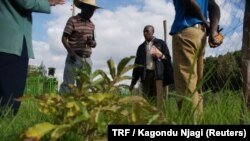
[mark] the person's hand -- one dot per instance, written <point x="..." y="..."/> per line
<point x="90" y="42"/>
<point x="155" y="52"/>
<point x="56" y="2"/>
<point x="72" y="55"/>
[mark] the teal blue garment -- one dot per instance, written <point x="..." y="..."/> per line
<point x="182" y="19"/>
<point x="16" y="24"/>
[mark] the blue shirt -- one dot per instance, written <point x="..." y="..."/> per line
<point x="183" y="19"/>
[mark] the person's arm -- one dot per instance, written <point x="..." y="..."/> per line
<point x="136" y="71"/>
<point x="214" y="16"/>
<point x="193" y="9"/>
<point x="38" y="5"/>
<point x="65" y="42"/>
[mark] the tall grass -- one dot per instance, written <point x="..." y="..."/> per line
<point x="222" y="108"/>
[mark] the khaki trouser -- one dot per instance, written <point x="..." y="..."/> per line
<point x="188" y="53"/>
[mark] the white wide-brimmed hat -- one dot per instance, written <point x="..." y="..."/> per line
<point x="87" y="2"/>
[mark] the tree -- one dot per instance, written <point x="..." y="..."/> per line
<point x="246" y="54"/>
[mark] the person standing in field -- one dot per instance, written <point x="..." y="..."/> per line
<point x="189" y="31"/>
<point x="155" y="60"/>
<point x="78" y="39"/>
<point x="16" y="46"/>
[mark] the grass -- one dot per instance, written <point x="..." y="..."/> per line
<point x="222" y="108"/>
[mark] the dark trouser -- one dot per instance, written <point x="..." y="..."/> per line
<point x="148" y="85"/>
<point x="13" y="73"/>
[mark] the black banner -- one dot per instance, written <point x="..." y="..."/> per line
<point x="184" y="132"/>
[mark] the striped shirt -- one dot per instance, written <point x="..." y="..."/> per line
<point x="78" y="30"/>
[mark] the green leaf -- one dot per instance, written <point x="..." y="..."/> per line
<point x="122" y="64"/>
<point x="59" y="131"/>
<point x="39" y="130"/>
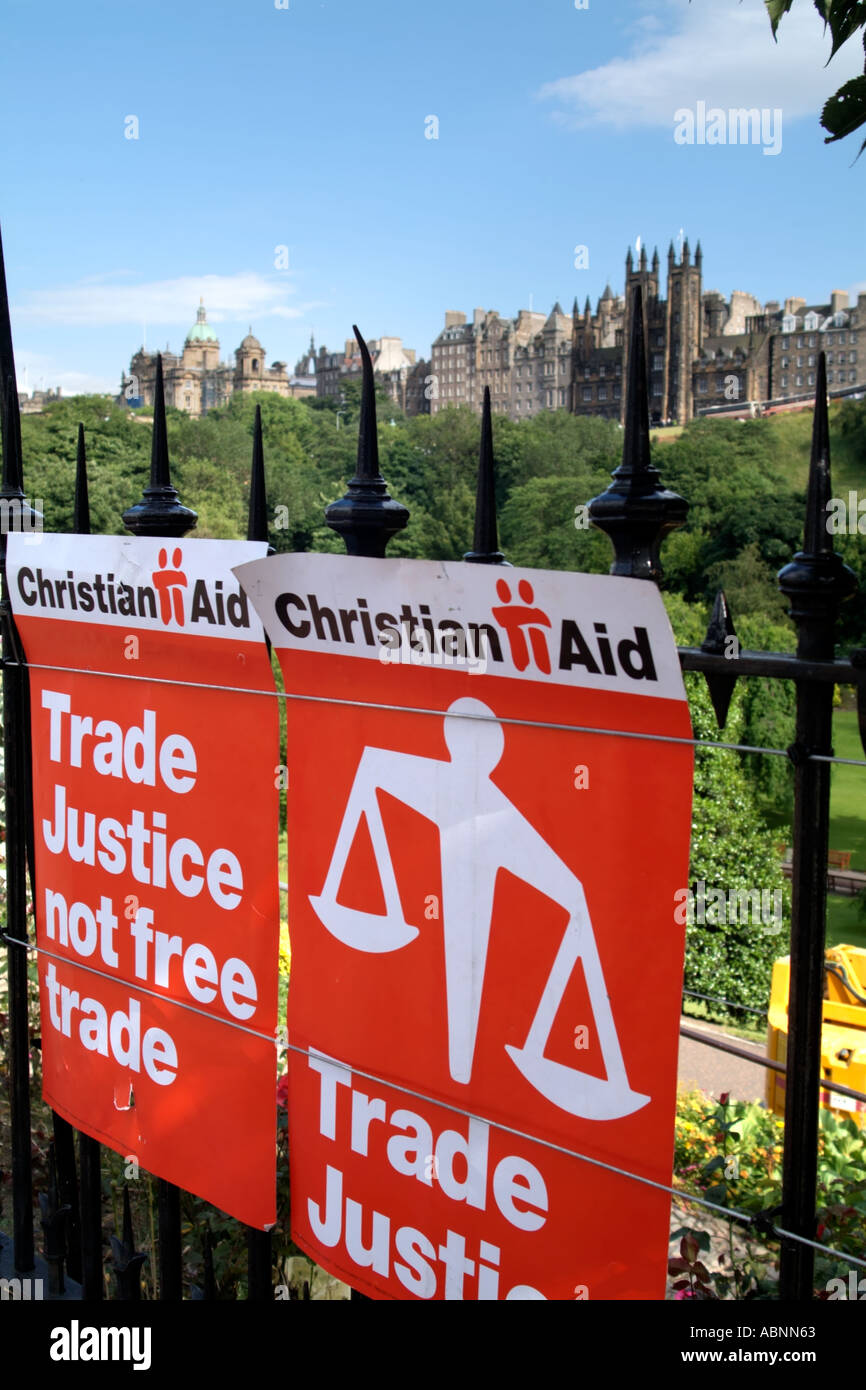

--- --- ---

◆ Request ◆
Reproduce the material above verbatim, omitting the pictures from your answer.

◆ Solution ◆
[mark] the person's hand -- one dot per instance, written <point x="..." y="..."/> per line
<point x="90" y="42"/>
<point x="155" y="52"/>
<point x="56" y="2"/>
<point x="72" y="55"/>
[mark] the teal blue garment -- one dot per instance, written <point x="..." y="..."/> per line
<point x="182" y="19"/>
<point x="16" y="24"/>
[mark] the blue shirt -- one dot per instance, written <point x="..." y="..."/> per line
<point x="183" y="19"/>
[mark] the person's arm -- one dot per instance, written <point x="..." y="..."/> per line
<point x="136" y="71"/>
<point x="214" y="16"/>
<point x="193" y="9"/>
<point x="38" y="5"/>
<point x="65" y="42"/>
[mark] the tall grass -- one dot per instance, written <point x="..." y="..."/> per line
<point x="222" y="108"/>
[mark] the khaki trouser -- one dot per instance, written <point x="..." y="..."/> per line
<point x="188" y="53"/>
[mark] the white wide-brimmed hat -- one dot per instance, written <point x="..." y="..."/> per line
<point x="87" y="2"/>
[mark] the tree -- one dot per instance, written <point x="..." y="..."/> per line
<point x="246" y="54"/>
[mark] the person standing in field -- one dot per instance, written <point x="..." y="..."/> per line
<point x="189" y="31"/>
<point x="155" y="60"/>
<point x="78" y="39"/>
<point x="16" y="46"/>
[mark] the grass -- one dot per instance, written <point x="..." y="..."/> per line
<point x="222" y="108"/>
[mark] the dark trouser -- one dot per instance, written <point x="..." y="..."/> per line
<point x="148" y="85"/>
<point x="13" y="73"/>
[mark] the black banner -- one dot per instance, written <point x="..." y="..."/> per line
<point x="184" y="132"/>
[mark] the striped shirt -- one dot per instance, written <point x="..." y="..."/> per line
<point x="78" y="30"/>
[mark] the green leaf -- one dot per instance, written <point x="..." y="..."/> per line
<point x="122" y="64"/>
<point x="59" y="131"/>
<point x="39" y="130"/>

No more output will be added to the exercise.